-- Start Passage shown --
Improvements in Go 1.5

Diving into the changes in the latest Go release, particularly with runtime and garbage collector improvements

September 20, 2015

With the relatively recent release Go 1.5, there are a variety of interesting areas to look at in regards to what’s changed with the language. As one would expect based on both Go’s philosophy and it’s future compatibility guidelines, not much has changed from a language feature standpoint. Still, there a number of exciting under-the-hood enhancements in the latest release.

Package system

New functionality has been introduced to the packaging system in two ways. First, support for internal packages has been brought out of it’s experimental phase in Go 1.4 where it was being testing within GOROOT to now apply to packages within the GOPATH. This will allow Go packages to divide their different functions up into more logical components without exposing APIs in unwanted ways. This is a pattern that the App Engine SDK uses well, wrapping supporting functionality that is largely auto-generated in internal packages, making the logical code exposed through the API more readable and easier to maintain.

The second addition to the package system was experimental support for vendored packages, adding behavior to the go tools that will perform a local lookup of packages within a vendor/ directory before going into the GOPATH. This mirrors what tools such as godep have previously been doing through manipulation of the GOPATH environment variable. Additionally, because this is an experimental change, it is only enabled if GO15VENDOREXPERIMENT=1 is set in the environment the go command is executed in.

Compiler and Runtime written in Go

The entire go tool chain has been overhauled to be written entirely in Go. Previously, much of go was written in C because it provided a much easier path to get started with a new language. The bootstrapping process for Go was much easier because it could be built with just a C compiler. Still, the reasons were listed in a 2013 proposal of this change.

It is easier to write correct Go code than to write correct C code.

It is easier to debug incorrect Go code than to debug incorrect C code.

Work on a Go compiler necessarily requires a good understanding of Go. Implementing the compiler in C adds an unnecessary second requirement.

Go makes parallel execution trivial compared to C.

Go has better standard support than C for modularity, for automated rewriting, for unit testing, and for profiling.

Go is much more fun to use than C.

This change was primarily facilitated by an automated translation process, with certain code translated by hand. The process is detailed in Rob Pike’s Go to Go talk and slides which steps through the motivation, history, and how this translation took place.

There are also a variety of new tools in Go 1.5 that were much easier or newly possible due to this change. Some changes in 1.5, including stack maps, continuous stacks, and write barriers were nearly impossible to accomplish previously with C in the tool chain because of a lack of type safety and uncertainty that optimizations in C compilers introduce, limiting what’s possible for an external language (Go) to accomplish.

As one might expect, C code that is literally translated into Go is not optimally efficient. After some basic cleaning up of the raw translation using a purpose-specific tool called grind, the translation was still around ten times slower than the C compiler it was based on. Most of this slowdown was solved through further optimization of c-specific patterns such as complex for loops, treatment of stack variables, unions converted to bloated structs, misplaced declarations on unused variables, and more, which were converted into more idiomatic and efficient forms.
-- End Passage shown --
*Instructions*:
(1) Answer these questions using the article on Go 1.5:
(a) Which environment setting must be present for the go command to use vendored packages?
(b) In what year was the proposal listing the reasons for writing the tool chain in Go made?
(c) After cleanup with grind, how much slower was the translated compiler than the C compiler it was based on?
(2) Retype the stretch of the Go 1.5 article from "Work on a Go" through "compared to C.", keeping every word and punctuation mark unchanged.
-- Start Extracted entries --
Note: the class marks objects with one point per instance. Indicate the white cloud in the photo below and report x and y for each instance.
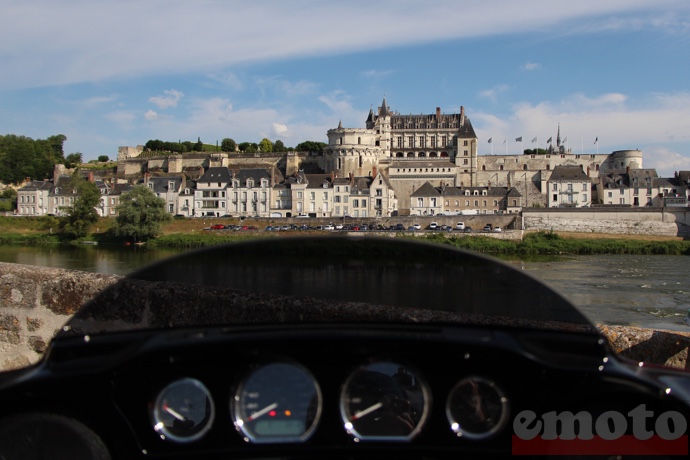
(530, 66)
(45, 53)
(169, 99)
(281, 130)
(492, 93)
(652, 125)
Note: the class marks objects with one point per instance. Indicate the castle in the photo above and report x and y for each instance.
(375, 170)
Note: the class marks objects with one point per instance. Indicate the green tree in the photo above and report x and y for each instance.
(140, 214)
(82, 215)
(247, 147)
(74, 159)
(278, 146)
(228, 145)
(310, 146)
(266, 145)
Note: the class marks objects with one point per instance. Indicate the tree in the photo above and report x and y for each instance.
(247, 147)
(310, 146)
(278, 146)
(266, 145)
(228, 145)
(73, 159)
(140, 214)
(82, 215)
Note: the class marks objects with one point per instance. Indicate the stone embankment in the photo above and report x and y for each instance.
(36, 302)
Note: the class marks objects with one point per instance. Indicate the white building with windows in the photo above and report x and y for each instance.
(569, 186)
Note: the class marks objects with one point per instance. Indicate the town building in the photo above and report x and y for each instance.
(569, 186)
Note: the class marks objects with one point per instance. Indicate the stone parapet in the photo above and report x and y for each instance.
(36, 302)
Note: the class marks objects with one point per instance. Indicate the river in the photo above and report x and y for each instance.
(645, 291)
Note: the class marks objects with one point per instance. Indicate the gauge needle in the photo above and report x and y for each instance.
(366, 411)
(258, 414)
(174, 413)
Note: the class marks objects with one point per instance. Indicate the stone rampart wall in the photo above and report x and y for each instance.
(634, 221)
(36, 302)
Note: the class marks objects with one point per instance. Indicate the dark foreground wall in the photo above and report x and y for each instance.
(36, 302)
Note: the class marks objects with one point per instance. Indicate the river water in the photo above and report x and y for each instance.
(645, 291)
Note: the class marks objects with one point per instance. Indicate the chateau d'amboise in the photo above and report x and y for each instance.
(394, 166)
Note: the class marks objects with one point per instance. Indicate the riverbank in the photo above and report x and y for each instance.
(195, 233)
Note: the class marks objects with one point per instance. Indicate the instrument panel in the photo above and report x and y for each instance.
(351, 391)
(348, 387)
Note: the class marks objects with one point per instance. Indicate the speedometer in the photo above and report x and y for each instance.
(277, 402)
(384, 401)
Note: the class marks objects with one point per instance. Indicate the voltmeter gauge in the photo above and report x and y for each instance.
(183, 411)
(277, 402)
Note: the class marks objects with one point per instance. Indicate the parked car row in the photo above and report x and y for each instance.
(232, 227)
(459, 227)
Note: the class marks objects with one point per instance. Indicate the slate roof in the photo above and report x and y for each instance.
(569, 173)
(216, 174)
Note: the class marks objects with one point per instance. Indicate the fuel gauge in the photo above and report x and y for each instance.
(183, 411)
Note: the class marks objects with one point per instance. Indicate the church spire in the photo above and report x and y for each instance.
(384, 111)
(558, 137)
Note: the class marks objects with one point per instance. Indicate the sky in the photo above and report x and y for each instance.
(613, 74)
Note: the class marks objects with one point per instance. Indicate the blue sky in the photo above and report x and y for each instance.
(108, 74)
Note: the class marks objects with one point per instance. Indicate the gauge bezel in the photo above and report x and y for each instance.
(237, 403)
(158, 420)
(456, 426)
(345, 395)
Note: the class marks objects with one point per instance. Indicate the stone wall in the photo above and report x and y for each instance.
(36, 302)
(630, 221)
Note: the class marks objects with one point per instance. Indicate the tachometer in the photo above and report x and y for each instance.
(278, 402)
(476, 408)
(384, 401)
(183, 411)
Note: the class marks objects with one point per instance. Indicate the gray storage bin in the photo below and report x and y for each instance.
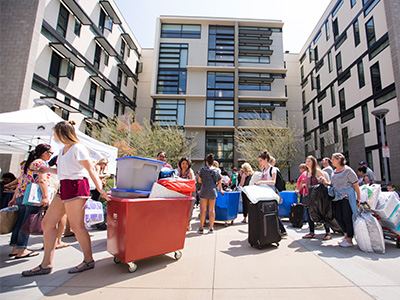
(137, 173)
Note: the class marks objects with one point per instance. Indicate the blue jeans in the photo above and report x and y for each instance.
(18, 239)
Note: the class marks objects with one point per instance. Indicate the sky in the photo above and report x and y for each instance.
(299, 16)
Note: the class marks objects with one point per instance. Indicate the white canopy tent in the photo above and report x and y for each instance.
(21, 131)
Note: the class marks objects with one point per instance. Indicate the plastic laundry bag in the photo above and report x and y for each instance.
(93, 212)
(368, 232)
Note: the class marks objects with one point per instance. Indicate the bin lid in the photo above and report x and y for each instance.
(141, 158)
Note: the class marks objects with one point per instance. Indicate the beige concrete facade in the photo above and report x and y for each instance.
(377, 51)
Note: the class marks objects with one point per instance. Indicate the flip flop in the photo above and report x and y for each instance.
(41, 271)
(30, 254)
(63, 245)
(86, 266)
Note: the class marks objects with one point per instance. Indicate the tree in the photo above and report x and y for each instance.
(146, 140)
(282, 140)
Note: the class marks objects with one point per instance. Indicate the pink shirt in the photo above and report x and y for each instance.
(303, 176)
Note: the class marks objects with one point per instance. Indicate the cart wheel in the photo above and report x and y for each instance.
(132, 267)
(178, 255)
(117, 260)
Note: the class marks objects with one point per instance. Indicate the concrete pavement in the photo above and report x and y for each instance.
(216, 266)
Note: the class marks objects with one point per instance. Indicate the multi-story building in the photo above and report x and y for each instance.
(350, 67)
(78, 57)
(209, 75)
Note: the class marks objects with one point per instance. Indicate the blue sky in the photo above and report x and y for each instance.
(299, 16)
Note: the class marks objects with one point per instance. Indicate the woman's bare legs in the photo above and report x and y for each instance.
(76, 214)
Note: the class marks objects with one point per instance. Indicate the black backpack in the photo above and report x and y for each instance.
(280, 183)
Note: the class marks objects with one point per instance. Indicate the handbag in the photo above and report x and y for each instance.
(8, 217)
(33, 224)
(33, 194)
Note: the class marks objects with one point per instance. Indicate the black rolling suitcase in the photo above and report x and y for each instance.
(263, 223)
(296, 215)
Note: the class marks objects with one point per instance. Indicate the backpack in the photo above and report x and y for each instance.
(280, 183)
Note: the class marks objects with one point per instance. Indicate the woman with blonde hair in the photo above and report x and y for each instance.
(74, 167)
(244, 180)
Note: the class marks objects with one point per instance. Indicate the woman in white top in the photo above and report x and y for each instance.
(73, 169)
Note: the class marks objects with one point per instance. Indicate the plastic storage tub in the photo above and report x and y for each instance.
(288, 197)
(129, 194)
(226, 207)
(137, 173)
(146, 227)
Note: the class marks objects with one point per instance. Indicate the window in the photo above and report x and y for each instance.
(92, 94)
(361, 79)
(187, 31)
(116, 108)
(65, 113)
(345, 141)
(356, 30)
(335, 28)
(62, 22)
(172, 69)
(335, 131)
(257, 81)
(220, 144)
(365, 117)
(314, 112)
(333, 97)
(376, 78)
(169, 112)
(97, 56)
(221, 46)
(370, 30)
(54, 73)
(220, 99)
(102, 94)
(119, 79)
(339, 63)
(342, 101)
(77, 28)
(122, 51)
(106, 58)
(327, 32)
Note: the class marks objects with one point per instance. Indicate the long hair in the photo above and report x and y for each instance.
(341, 158)
(313, 165)
(265, 155)
(210, 159)
(65, 132)
(35, 154)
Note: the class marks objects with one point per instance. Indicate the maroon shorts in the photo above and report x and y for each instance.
(72, 189)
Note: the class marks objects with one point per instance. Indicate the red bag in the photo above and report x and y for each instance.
(183, 186)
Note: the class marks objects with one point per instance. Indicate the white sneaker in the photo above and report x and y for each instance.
(346, 244)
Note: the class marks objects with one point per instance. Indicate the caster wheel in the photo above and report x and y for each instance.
(132, 267)
(117, 260)
(178, 255)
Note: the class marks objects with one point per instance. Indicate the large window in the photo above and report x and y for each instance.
(220, 99)
(62, 21)
(257, 81)
(221, 145)
(356, 31)
(370, 31)
(172, 69)
(339, 63)
(169, 112)
(221, 46)
(361, 78)
(187, 31)
(376, 78)
(365, 117)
-- End Extracted entries --
*Answers for the exercise*:
(1)
(a) GO15VENDOREXPERIMENT=1
(b) 2013
(c) Around ten times slower

(2)
Work on a Go compiler necessarily requires a good understanding of Go. Implementing the compiler in C adds an unnecessary second requirement.

Go makes parallel execution trivial compared to C.